** REQUIRED WORK **
Pick out every line below that contains the string "twig", matching case exactly, and copy each one.

* Start INPUT RECORDS *

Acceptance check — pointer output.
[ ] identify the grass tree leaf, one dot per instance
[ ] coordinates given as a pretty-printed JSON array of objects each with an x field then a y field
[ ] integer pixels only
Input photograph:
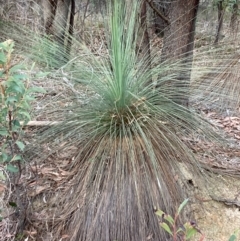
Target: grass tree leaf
[
  {"x": 166, "y": 227},
  {"x": 11, "y": 168},
  {"x": 182, "y": 205},
  {"x": 20, "y": 145}
]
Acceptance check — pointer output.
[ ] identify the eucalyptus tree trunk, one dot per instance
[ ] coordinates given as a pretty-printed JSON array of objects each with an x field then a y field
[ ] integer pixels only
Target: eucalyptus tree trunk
[
  {"x": 233, "y": 22},
  {"x": 146, "y": 41},
  {"x": 178, "y": 42},
  {"x": 221, "y": 12},
  {"x": 57, "y": 13},
  {"x": 160, "y": 23}
]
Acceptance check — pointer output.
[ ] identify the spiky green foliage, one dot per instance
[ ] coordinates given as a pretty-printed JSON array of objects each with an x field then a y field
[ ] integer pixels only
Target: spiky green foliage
[{"x": 127, "y": 139}]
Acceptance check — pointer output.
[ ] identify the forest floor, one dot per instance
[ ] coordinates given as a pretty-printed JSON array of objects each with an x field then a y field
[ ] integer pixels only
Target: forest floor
[{"x": 216, "y": 206}]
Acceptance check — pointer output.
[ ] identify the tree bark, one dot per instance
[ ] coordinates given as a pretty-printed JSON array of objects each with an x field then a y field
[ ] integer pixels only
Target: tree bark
[
  {"x": 178, "y": 43},
  {"x": 233, "y": 21},
  {"x": 145, "y": 42},
  {"x": 221, "y": 11}
]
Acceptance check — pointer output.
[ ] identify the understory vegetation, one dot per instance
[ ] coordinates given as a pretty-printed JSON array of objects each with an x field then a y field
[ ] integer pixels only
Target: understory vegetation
[{"x": 114, "y": 131}]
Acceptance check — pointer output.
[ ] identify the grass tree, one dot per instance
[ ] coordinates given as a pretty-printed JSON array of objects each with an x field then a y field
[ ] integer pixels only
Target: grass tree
[{"x": 127, "y": 138}]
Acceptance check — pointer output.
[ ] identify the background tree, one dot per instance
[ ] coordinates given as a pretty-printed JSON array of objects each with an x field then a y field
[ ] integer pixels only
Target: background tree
[{"x": 178, "y": 42}]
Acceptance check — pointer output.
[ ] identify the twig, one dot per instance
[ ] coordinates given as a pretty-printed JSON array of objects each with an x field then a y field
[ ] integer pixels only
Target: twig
[
  {"x": 228, "y": 202},
  {"x": 159, "y": 13}
]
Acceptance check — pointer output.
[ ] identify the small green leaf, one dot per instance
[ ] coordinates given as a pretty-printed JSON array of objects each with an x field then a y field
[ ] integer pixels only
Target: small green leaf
[
  {"x": 11, "y": 99},
  {"x": 2, "y": 176},
  {"x": 160, "y": 213},
  {"x": 169, "y": 219},
  {"x": 182, "y": 206},
  {"x": 190, "y": 233},
  {"x": 166, "y": 227},
  {"x": 42, "y": 74},
  {"x": 3, "y": 58},
  {"x": 29, "y": 98},
  {"x": 26, "y": 114},
  {"x": 12, "y": 204},
  {"x": 36, "y": 90},
  {"x": 4, "y": 157},
  {"x": 3, "y": 132},
  {"x": 20, "y": 145},
  {"x": 12, "y": 168},
  {"x": 16, "y": 123},
  {"x": 17, "y": 158},
  {"x": 16, "y": 67}
]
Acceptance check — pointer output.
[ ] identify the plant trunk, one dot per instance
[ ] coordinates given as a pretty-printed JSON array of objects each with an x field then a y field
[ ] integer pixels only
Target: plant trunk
[
  {"x": 221, "y": 11},
  {"x": 178, "y": 43},
  {"x": 233, "y": 21},
  {"x": 145, "y": 42}
]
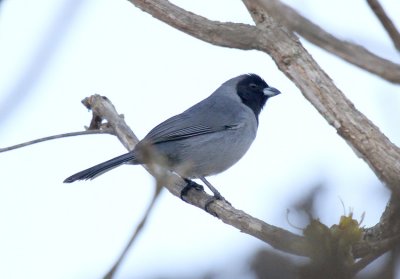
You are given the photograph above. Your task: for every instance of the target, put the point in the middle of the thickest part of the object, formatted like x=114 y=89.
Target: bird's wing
x=183 y=126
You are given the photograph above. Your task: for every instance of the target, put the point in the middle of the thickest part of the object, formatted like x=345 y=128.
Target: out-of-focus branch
x=278 y=238
x=110 y=274
x=386 y=22
x=350 y=52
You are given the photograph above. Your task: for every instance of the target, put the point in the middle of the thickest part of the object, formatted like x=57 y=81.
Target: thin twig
x=135 y=234
x=376 y=250
x=66 y=135
x=387 y=23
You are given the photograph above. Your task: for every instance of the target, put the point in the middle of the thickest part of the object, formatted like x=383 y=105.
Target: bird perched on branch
x=206 y=139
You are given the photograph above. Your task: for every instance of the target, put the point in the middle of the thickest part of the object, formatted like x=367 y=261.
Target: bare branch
x=139 y=228
x=350 y=52
x=276 y=237
x=72 y=134
x=386 y=22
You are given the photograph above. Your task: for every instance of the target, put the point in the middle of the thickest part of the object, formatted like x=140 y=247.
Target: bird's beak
x=270 y=91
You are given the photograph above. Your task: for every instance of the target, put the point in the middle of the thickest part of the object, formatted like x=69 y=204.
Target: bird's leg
x=189 y=185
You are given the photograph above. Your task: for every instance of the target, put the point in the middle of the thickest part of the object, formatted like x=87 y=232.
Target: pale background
x=55 y=53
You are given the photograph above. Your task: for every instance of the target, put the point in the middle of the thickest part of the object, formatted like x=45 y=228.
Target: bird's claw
x=189 y=185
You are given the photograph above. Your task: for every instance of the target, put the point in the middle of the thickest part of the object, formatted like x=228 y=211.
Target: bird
x=204 y=140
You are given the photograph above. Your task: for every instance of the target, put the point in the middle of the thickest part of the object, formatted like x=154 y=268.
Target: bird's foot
x=211 y=200
x=189 y=185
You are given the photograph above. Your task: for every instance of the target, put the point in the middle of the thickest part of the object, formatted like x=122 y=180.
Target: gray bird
x=206 y=139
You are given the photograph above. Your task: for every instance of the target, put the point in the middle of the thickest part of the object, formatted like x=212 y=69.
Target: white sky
x=150 y=72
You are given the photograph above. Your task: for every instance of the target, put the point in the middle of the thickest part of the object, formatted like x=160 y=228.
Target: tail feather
x=101 y=168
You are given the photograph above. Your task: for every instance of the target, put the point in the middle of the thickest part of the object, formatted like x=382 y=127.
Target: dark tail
x=101 y=168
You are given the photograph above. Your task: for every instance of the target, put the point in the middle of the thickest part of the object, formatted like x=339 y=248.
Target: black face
x=250 y=90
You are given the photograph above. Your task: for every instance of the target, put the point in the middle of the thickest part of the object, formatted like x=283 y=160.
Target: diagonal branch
x=386 y=22
x=297 y=64
x=243 y=36
x=350 y=52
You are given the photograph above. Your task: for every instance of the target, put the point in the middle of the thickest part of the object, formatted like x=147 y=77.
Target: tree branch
x=72 y=134
x=294 y=61
x=386 y=22
x=350 y=52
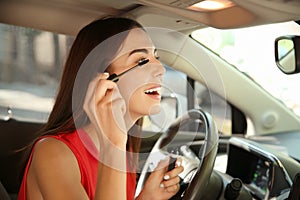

* End INPUT RECORDS *

** REPLY TO THE TASK **
[ ] identify the twig, one dot per instance
Target: twig
Target: thin twig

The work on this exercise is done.